**What to produce**
Transcribe the data. Leave out nothing.

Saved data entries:
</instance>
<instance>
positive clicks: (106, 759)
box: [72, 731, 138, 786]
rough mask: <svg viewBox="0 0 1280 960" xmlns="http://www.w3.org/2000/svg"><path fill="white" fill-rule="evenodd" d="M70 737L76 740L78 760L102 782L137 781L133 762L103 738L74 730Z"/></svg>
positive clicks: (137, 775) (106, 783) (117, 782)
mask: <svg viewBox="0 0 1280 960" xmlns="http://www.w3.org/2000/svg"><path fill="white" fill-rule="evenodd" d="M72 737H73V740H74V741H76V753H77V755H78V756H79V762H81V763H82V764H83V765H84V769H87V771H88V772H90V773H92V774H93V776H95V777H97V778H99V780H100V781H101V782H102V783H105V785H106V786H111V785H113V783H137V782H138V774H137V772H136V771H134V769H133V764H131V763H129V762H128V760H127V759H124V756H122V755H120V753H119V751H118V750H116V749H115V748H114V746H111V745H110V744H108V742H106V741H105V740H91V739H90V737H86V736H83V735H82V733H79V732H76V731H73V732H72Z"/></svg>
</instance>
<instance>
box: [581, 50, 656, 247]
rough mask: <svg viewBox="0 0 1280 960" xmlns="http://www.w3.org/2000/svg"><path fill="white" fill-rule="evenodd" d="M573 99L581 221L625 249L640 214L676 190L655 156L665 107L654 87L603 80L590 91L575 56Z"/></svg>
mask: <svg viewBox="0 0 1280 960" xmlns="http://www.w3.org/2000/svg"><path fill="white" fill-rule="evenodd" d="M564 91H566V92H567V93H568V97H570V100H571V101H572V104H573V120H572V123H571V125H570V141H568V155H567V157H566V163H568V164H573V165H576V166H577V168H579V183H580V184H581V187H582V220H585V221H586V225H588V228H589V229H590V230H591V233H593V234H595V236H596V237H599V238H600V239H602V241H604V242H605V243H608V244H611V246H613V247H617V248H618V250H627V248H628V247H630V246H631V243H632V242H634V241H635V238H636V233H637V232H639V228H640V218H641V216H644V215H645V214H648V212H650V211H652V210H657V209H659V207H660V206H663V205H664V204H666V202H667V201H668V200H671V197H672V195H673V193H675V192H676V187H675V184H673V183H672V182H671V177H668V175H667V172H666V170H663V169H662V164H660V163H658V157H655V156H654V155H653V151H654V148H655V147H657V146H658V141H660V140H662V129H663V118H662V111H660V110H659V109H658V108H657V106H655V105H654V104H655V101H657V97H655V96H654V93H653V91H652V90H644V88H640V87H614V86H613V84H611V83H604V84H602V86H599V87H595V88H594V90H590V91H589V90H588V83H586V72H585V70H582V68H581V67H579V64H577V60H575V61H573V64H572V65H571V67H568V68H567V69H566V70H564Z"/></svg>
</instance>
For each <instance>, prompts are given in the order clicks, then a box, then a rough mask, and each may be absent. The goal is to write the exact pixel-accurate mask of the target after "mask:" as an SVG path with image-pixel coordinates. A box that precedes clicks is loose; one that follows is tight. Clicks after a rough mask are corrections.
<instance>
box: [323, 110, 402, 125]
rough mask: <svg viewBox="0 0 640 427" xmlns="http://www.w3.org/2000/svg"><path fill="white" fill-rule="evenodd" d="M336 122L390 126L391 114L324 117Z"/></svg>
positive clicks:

**Answer to this exercise**
</instance>
<instance>
positive clicks: (106, 759)
box: [72, 731, 138, 786]
rough mask: <svg viewBox="0 0 1280 960" xmlns="http://www.w3.org/2000/svg"><path fill="white" fill-rule="evenodd" d="M70 737L76 740L78 760L102 782L137 781L133 762L103 738L74 730Z"/></svg>
positive clicks: (137, 775) (106, 783) (117, 782)
mask: <svg viewBox="0 0 1280 960" xmlns="http://www.w3.org/2000/svg"><path fill="white" fill-rule="evenodd" d="M72 737H73V740H74V741H76V753H77V755H78V756H79V762H81V763H82V764H83V765H84V769H87V771H88V772H90V773H92V774H93V776H95V777H97V778H99V780H100V781H101V782H102V783H105V785H106V786H111V785H113V783H137V782H138V774H137V772H136V771H134V769H133V764H131V763H129V762H128V760H127V759H124V756H122V755H120V753H119V751H118V750H116V749H115V748H114V746H111V745H110V744H108V742H106V741H105V740H91V739H90V737H86V736H83V735H82V733H79V732H76V731H73V732H72Z"/></svg>
</instance>
<instance>
box: [581, 50, 656, 247]
rough mask: <svg viewBox="0 0 1280 960" xmlns="http://www.w3.org/2000/svg"><path fill="white" fill-rule="evenodd" d="M573 99L581 221L625 249L640 214L676 190L655 156L665 107L654 87L603 80L590 91L575 56Z"/></svg>
mask: <svg viewBox="0 0 1280 960" xmlns="http://www.w3.org/2000/svg"><path fill="white" fill-rule="evenodd" d="M564 91H566V92H567V93H568V97H570V100H571V101H572V104H573V120H572V123H571V125H570V141H568V155H567V157H566V163H568V164H573V165H576V166H577V168H579V183H580V184H581V187H582V220H585V221H586V225H588V228H589V229H590V230H591V233H593V234H595V236H596V237H599V238H600V239H602V241H604V242H605V243H608V244H611V246H613V247H617V248H618V250H627V248H628V247H630V246H631V243H632V242H634V241H635V238H636V233H637V232H639V228H640V218H641V216H644V215H645V214H648V212H650V211H652V210H657V209H659V207H660V206H663V205H664V204H666V202H667V201H668V200H671V197H672V195H673V193H675V192H676V187H675V184H673V183H672V182H671V177H668V175H667V172H666V170H663V169H662V164H660V163H658V157H655V156H654V155H653V151H654V148H655V147H657V146H658V141H660V140H662V129H663V118H662V111H660V110H659V109H658V108H657V106H655V105H654V104H655V101H657V97H655V96H654V93H653V91H652V90H644V88H640V87H614V86H613V84H611V83H604V84H602V86H599V87H595V88H594V90H590V91H589V90H588V83H586V72H585V70H582V68H581V67H579V64H577V60H575V61H573V64H572V65H571V67H568V68H567V69H566V70H564Z"/></svg>
</instance>
For each <instance>, prompts are given in the order clicks, then a box, then a rough mask, and each may be absent. The goal is to write the exact pixel-accurate mask of the target after "mask:" as an SVG path with image-pixel coordinates. A box that precedes clicks is loose; one that follows is tight. Clicks after a rough mask are corrections.
<instance>
box: [323, 110, 402, 125]
rough mask: <svg viewBox="0 0 640 427" xmlns="http://www.w3.org/2000/svg"><path fill="white" fill-rule="evenodd" d="M336 122L390 126L391 114L324 117Z"/></svg>
positive clicks:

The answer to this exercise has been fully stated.